→ Work order: Exactly how many lines in this listing contain "found"? Only the number is needed.
★ ★ ★ ★
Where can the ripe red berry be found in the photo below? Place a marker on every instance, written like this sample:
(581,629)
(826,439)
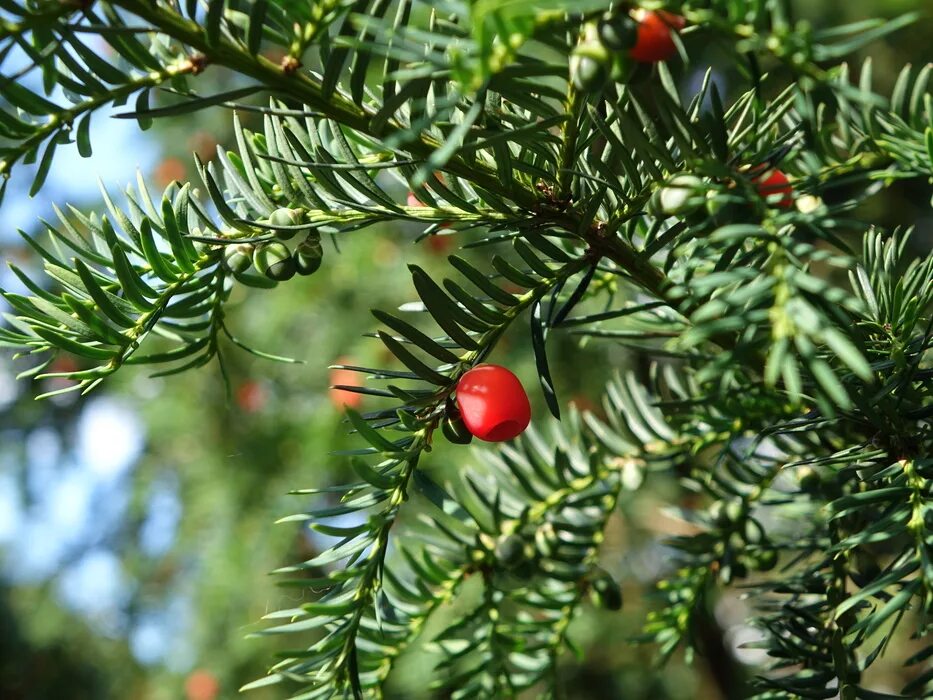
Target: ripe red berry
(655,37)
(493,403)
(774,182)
★ ★ ★ ★
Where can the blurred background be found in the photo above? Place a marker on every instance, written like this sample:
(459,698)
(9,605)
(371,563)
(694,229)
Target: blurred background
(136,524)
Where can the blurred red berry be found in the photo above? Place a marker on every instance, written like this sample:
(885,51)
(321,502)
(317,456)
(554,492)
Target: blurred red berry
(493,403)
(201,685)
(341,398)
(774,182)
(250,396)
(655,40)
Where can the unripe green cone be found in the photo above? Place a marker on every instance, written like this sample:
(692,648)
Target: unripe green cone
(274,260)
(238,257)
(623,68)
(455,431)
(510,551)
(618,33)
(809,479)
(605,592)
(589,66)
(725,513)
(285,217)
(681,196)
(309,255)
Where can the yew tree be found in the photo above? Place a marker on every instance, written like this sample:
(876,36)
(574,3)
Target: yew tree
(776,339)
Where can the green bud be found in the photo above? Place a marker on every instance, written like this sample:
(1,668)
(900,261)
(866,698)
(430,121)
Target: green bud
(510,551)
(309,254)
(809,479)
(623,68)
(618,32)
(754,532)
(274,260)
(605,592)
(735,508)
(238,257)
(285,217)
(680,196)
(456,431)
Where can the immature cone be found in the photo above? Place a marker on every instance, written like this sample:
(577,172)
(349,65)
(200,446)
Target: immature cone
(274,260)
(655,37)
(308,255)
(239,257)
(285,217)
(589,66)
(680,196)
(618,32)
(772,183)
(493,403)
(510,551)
★ ★ ★ ★
→ Answer for this exercise: 7